[Point labeling dataset excerpts]
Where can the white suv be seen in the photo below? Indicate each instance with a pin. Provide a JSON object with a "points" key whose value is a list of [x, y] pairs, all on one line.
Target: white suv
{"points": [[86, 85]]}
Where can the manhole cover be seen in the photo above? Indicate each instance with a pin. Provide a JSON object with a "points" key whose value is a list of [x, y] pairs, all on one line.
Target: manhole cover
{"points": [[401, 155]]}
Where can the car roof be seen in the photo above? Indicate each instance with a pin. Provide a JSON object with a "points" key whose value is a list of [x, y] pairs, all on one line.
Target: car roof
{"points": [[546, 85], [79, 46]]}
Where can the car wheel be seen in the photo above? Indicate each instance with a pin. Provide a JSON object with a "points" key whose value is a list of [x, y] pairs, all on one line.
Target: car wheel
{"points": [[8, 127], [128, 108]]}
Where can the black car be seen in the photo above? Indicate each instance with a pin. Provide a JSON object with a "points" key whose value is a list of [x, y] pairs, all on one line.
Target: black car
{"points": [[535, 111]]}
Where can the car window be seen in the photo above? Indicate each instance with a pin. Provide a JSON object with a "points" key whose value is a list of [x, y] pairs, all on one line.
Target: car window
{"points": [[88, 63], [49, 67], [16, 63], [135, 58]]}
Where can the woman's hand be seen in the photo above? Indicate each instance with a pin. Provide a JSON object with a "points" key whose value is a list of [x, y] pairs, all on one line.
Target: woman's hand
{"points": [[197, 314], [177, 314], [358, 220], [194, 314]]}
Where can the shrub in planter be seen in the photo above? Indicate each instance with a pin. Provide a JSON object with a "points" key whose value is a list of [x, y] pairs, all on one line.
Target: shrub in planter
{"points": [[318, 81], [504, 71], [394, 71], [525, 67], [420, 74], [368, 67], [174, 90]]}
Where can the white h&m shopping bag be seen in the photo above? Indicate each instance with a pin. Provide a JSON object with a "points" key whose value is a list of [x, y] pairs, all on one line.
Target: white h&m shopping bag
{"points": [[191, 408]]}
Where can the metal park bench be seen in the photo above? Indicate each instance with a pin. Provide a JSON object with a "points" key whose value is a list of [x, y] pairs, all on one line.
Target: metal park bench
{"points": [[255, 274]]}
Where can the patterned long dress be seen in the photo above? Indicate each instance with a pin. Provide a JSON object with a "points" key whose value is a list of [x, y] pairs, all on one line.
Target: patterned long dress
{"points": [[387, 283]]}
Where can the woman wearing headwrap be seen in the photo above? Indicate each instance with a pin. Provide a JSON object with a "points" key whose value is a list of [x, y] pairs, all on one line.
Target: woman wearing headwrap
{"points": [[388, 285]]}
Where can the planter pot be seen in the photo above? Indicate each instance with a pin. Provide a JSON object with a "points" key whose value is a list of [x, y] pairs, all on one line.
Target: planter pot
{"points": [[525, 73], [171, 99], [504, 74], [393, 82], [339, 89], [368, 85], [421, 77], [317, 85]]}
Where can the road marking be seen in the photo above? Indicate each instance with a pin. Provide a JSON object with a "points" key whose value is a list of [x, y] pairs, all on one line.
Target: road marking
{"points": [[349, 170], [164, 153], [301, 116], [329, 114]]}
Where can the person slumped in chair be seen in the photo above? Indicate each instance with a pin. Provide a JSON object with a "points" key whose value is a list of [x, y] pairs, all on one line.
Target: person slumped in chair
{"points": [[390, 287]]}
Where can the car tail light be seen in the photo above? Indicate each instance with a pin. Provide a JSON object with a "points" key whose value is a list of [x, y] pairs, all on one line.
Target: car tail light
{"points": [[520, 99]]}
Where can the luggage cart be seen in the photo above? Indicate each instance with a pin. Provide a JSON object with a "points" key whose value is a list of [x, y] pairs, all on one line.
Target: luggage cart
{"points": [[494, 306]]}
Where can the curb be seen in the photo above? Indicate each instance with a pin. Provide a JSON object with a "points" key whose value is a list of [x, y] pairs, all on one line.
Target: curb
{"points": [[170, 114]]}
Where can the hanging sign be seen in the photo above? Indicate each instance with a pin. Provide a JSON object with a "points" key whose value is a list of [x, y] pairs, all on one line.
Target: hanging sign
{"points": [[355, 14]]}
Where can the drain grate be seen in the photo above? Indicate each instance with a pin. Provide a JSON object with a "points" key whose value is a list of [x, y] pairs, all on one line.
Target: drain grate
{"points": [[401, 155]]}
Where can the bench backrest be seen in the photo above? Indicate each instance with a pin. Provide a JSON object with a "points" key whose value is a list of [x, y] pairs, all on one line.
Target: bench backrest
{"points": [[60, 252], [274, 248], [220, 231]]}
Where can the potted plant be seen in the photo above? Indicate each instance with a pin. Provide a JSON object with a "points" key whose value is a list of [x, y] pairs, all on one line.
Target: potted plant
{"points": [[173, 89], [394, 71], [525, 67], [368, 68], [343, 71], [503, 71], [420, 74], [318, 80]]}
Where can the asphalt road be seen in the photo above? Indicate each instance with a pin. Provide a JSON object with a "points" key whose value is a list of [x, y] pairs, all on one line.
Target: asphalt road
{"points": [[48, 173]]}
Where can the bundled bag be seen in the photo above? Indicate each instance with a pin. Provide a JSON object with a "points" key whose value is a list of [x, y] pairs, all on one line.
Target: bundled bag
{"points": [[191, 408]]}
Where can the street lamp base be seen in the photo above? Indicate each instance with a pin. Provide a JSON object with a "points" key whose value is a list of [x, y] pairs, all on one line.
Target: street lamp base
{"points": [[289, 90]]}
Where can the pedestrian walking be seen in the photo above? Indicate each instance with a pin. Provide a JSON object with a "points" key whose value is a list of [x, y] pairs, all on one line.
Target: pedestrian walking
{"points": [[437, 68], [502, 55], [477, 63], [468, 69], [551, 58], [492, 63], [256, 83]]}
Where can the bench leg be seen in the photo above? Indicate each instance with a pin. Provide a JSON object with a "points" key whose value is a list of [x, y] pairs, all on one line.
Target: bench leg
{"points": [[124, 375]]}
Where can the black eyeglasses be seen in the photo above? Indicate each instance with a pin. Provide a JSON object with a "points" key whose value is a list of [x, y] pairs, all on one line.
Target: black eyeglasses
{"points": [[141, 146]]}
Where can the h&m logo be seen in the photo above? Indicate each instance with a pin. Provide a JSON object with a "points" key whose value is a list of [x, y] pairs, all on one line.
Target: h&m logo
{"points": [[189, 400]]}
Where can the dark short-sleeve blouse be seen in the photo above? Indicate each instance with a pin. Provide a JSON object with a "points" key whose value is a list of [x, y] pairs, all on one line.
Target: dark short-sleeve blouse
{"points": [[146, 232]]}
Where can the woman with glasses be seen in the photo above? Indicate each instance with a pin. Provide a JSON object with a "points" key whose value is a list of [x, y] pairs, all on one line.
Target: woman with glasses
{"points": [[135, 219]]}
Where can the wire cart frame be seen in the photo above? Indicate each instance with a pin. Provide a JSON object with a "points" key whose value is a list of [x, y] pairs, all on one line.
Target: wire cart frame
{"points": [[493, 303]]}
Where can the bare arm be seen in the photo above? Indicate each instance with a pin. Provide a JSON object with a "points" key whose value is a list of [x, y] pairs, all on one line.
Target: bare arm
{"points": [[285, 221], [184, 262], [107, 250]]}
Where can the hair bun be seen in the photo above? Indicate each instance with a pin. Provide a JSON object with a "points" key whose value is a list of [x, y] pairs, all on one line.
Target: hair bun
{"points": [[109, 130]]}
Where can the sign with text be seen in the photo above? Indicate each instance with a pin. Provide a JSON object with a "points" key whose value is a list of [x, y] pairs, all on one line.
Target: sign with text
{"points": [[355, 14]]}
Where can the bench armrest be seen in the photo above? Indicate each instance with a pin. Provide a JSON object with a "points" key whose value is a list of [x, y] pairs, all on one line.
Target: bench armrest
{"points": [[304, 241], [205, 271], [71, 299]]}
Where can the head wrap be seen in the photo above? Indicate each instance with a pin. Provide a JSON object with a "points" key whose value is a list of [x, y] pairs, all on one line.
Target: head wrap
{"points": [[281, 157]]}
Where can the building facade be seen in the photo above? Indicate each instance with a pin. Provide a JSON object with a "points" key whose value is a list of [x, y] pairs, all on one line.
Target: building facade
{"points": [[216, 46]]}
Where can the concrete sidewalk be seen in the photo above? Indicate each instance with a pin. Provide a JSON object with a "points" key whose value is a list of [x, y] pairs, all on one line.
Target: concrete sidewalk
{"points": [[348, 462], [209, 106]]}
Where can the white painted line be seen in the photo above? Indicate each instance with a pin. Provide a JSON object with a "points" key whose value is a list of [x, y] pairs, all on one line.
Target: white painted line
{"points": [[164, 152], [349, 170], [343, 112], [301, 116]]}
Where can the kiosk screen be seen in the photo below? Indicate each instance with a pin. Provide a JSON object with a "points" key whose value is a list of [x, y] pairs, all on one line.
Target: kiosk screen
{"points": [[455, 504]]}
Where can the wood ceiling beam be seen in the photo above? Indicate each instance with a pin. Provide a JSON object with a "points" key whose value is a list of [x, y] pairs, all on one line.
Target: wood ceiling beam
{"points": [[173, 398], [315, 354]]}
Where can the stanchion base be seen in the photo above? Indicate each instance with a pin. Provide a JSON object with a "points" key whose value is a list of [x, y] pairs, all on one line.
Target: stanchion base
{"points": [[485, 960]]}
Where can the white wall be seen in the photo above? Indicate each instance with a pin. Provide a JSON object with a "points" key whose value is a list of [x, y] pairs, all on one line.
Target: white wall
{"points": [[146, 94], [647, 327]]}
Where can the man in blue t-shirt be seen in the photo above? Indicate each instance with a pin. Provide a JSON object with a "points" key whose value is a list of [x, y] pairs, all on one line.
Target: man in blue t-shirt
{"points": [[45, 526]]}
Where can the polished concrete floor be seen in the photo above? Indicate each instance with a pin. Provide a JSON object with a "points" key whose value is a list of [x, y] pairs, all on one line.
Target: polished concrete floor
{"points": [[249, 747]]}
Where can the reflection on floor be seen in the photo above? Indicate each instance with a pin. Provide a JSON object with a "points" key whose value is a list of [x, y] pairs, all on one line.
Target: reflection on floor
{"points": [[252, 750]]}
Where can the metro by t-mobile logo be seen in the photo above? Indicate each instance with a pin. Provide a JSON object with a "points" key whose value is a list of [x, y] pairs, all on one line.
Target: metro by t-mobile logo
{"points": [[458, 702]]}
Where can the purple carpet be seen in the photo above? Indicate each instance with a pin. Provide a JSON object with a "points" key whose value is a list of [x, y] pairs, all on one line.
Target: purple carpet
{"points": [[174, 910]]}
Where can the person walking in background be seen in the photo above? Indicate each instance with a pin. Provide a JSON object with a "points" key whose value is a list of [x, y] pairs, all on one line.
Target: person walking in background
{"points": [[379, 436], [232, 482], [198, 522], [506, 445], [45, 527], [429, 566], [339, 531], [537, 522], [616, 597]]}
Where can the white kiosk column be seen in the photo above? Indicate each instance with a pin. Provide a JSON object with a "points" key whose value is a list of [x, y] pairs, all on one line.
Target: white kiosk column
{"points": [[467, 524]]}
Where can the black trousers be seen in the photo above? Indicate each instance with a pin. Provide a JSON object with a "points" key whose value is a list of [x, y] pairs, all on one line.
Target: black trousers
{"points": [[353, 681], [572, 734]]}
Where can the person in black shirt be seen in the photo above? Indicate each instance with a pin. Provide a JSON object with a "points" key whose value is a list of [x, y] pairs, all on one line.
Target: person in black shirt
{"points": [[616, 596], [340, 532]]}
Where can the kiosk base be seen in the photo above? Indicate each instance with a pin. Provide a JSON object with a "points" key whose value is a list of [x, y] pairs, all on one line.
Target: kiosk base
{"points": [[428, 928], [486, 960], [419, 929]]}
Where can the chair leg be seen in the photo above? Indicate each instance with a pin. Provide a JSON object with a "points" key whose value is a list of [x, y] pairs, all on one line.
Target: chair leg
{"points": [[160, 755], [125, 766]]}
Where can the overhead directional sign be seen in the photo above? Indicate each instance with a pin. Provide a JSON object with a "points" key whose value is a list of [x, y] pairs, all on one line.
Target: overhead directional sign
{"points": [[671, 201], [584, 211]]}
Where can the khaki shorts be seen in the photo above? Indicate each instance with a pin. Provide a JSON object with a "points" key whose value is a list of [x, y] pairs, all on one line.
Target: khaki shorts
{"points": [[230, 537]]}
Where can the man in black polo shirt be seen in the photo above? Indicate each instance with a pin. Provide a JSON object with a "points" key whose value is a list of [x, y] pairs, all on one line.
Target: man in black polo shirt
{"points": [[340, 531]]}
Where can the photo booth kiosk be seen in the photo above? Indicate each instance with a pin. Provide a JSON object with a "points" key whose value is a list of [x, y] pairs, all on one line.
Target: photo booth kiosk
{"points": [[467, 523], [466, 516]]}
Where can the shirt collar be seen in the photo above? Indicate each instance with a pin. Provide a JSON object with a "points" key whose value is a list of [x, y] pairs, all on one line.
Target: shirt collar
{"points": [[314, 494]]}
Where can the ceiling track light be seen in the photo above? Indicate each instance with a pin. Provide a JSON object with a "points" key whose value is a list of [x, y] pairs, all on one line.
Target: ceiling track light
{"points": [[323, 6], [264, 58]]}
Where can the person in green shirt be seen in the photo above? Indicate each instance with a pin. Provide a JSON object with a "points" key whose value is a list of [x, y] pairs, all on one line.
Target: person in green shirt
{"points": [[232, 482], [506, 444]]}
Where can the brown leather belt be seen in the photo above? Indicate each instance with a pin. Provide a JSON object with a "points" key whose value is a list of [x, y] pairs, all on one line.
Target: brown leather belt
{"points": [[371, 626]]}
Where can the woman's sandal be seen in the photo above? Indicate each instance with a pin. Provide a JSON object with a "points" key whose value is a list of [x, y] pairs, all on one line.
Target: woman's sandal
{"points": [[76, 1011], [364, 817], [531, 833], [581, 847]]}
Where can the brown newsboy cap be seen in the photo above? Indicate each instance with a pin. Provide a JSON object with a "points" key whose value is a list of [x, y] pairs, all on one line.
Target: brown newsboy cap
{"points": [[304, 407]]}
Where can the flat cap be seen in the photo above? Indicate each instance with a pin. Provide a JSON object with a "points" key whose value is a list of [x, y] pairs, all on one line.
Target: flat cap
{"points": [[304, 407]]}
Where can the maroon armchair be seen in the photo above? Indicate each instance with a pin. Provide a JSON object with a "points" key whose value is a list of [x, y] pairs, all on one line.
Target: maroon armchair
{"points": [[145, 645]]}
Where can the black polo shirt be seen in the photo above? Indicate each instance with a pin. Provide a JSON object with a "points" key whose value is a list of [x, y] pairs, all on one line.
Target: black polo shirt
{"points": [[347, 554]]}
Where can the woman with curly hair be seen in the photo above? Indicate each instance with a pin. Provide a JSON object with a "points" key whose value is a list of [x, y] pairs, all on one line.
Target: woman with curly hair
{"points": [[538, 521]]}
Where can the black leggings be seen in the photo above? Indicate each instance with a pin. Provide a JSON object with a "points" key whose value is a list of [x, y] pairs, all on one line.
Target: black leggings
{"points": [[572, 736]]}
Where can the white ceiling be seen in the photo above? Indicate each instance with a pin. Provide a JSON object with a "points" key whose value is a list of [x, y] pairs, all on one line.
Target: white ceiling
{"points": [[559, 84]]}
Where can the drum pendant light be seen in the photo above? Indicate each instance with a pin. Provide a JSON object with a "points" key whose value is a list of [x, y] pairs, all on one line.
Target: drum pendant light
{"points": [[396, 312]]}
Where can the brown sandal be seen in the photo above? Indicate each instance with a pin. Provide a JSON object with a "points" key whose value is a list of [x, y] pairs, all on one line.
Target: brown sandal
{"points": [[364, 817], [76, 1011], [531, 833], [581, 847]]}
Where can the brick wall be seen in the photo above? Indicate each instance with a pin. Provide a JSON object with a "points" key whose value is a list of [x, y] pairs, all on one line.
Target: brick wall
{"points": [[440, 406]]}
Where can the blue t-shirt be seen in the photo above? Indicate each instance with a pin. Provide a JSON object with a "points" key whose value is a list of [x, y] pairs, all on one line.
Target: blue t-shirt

INSTRUCTIONS TO FOLLOW: Take the line with "Where can the brick" and all lines after it to the last line, and reproduce them exactly.

TASK OUTPUT:
Where can the brick wall be seen in the photo above? Indicate each instance with a pin. Provide a JSON object with a "points" key whose value is a list of [x, y] pairs, all on one line.
Target: brick wall
{"points": [[440, 406]]}
Where can the blue t-shirt be seen in the photo above? Indicate each instance with a pin. Provide a JSON object with a "points" key whose value is a list of [x, y] pairs, all on one line.
Target: blue t-shirt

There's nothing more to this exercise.